───── Document excerpt

In our expression of good wishes on Kulturaʼs 30th anniversary we, the editorial board of Kontinent, wrote:
“From the first day of its existence, and at every possible juncture, the journal Kultura developed and upheld the magnificent tradition of maintaining a spiritual bond and political solidarity with the finest representatives of Russian literature and social thought, whether in Russia itself or outside our country. We wish to assure you that we appreciate this fully and will do everything in our power to reciprocate with equal candour and steadfastness. 
“We hope that our shared aims and values will ensure unshakeable and complete unity of purpose. 
“The existence of Kultura in our present reality offers eloquent testimony to the fact that Poland and its culture has not, and will not, perish”.

──────────

Write what comes next in the passage about Kontinent's greeting on Kultura's 30th anniversary, picking up after its final sentence. The material after this passage has no connection to it.

───── Data provided

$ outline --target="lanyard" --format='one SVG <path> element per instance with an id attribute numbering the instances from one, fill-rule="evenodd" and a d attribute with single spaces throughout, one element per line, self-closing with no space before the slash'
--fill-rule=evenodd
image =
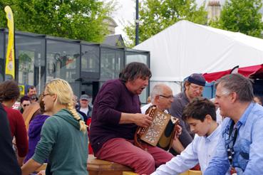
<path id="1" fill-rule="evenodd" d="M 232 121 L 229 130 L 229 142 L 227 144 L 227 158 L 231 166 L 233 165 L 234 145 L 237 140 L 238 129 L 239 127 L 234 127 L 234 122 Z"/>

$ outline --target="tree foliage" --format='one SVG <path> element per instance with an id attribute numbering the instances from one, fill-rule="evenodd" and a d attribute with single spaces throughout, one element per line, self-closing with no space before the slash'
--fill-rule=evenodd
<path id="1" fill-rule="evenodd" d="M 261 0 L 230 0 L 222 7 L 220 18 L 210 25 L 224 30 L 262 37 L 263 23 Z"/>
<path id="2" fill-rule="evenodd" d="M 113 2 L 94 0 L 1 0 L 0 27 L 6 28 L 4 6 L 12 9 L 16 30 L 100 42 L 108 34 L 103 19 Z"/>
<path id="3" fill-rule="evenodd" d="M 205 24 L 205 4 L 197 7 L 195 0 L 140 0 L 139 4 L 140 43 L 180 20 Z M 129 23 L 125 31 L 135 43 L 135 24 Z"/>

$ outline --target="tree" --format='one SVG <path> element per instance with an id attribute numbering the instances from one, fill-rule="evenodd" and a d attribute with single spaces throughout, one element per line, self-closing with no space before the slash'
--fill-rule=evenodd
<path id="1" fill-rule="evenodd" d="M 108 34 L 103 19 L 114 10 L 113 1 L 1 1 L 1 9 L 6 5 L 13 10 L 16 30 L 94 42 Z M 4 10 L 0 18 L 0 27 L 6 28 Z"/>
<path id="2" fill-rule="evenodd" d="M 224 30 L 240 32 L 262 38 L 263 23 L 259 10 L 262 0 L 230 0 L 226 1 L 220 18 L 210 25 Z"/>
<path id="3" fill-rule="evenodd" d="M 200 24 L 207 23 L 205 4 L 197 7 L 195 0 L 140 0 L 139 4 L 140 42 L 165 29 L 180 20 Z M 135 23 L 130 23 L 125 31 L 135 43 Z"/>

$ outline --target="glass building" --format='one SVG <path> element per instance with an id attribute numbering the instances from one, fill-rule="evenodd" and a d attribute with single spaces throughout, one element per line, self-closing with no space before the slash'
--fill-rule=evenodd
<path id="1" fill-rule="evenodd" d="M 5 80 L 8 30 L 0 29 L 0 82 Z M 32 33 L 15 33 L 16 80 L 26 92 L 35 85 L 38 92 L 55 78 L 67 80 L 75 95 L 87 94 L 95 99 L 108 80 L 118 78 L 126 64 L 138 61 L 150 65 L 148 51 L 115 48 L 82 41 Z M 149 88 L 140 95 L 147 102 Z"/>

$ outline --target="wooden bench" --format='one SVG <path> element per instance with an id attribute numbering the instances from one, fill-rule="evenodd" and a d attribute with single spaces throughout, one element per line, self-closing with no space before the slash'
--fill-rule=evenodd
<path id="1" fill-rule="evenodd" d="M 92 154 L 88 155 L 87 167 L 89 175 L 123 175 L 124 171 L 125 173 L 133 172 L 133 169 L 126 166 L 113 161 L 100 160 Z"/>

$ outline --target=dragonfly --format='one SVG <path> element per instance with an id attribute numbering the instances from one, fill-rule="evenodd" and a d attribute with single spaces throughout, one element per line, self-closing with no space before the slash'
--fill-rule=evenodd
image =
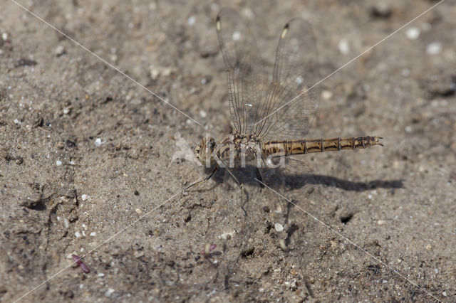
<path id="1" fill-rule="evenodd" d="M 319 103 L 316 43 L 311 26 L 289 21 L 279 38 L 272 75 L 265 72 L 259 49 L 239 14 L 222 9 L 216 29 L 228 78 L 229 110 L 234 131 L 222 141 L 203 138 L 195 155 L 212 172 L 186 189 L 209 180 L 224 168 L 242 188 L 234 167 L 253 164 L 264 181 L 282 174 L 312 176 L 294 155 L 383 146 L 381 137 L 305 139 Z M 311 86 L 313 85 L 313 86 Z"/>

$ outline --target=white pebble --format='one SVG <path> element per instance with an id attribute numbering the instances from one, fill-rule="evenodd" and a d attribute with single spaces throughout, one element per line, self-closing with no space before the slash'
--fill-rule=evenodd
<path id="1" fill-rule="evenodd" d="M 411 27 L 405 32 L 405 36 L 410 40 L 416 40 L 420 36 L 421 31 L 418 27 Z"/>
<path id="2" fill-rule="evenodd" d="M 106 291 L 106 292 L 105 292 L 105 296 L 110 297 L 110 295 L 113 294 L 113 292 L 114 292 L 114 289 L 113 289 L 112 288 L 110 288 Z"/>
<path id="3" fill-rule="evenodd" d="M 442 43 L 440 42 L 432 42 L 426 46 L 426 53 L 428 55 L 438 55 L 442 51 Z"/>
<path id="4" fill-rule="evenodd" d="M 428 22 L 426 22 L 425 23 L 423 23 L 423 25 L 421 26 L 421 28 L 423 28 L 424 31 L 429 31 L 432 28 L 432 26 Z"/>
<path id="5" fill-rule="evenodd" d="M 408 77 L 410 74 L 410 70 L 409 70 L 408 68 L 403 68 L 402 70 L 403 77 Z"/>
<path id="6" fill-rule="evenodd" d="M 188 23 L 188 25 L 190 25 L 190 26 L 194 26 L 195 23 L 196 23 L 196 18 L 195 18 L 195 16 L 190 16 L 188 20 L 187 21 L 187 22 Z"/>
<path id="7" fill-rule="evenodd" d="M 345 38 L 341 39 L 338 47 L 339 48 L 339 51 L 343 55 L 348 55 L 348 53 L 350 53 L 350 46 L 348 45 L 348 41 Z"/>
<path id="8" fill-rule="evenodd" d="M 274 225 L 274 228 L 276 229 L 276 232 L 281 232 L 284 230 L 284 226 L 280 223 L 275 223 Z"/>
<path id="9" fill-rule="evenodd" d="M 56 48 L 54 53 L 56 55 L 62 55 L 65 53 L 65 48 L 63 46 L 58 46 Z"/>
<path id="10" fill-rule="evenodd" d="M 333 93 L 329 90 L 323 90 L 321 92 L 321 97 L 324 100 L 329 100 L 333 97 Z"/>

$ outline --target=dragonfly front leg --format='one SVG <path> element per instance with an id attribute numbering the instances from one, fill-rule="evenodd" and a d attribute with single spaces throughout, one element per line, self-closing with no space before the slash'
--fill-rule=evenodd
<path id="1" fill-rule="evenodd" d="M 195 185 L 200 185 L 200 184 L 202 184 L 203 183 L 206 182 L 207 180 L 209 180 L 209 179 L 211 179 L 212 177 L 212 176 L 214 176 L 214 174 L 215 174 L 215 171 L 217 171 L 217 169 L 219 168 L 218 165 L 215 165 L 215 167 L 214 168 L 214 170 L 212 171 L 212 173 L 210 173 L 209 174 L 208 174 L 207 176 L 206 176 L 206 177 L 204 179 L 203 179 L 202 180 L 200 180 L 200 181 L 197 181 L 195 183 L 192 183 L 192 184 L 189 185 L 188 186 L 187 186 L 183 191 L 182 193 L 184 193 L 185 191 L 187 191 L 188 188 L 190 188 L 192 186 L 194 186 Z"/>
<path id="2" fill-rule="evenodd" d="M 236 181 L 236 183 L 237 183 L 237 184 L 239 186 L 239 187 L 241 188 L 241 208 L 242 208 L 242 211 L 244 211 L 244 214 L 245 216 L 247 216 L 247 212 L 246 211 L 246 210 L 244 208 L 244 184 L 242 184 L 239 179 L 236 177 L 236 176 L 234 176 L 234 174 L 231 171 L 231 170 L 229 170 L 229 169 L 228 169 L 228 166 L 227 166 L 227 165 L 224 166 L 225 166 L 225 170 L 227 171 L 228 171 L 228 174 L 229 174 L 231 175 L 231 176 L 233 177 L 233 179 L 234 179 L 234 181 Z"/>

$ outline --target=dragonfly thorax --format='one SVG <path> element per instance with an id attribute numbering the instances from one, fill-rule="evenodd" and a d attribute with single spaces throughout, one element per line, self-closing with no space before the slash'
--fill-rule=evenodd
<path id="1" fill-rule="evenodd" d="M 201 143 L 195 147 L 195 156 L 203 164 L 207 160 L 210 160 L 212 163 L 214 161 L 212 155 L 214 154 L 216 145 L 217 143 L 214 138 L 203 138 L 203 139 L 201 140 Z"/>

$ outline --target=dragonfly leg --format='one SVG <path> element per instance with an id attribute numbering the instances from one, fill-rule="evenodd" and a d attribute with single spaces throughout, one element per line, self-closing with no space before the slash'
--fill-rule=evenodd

──────────

> **Written answer**
Ten years have passed. Ten years of friendship and collaboration. Needless to say our co-operation has not always been a cloudless idyll. Quite fundamental discussions, indeed strong disagreements, took place, which – in keeping with our mutual agreement – were never taken into the public sphere. We believed that goodwill and tolerance would triumph over our differences and lead to a consensus of ideas. And that is what usually happened. 
Kultura came into being immediately after the Second World War. It was created by a group of Polish intellectuals who for differing reasons had found themselves in political exile. Today their names are known to every Polish schoolboy: Jerzy Giedroyc, the remarkable painter and writer Józef Czapski, and the brilliant writer, essayist, and diarist Gustaw Herling-Grudziński. 
From the outset Kultura was at variance with the traditional Polish mindset. By the standards of the day, its editorial policy was based on principles that were without doubt laced with political heresy: 
1. The abandonment of hope for assistance from the West. Polish political endeavour was to be based exclusively on Polish potential. 
2. Overcoming age-old Polish patriotic axioms, and the unqualified acceptance of the right of independence for Lithuania and Ukraine. 
3. The normalization of relations with Germany free from historical prejudices.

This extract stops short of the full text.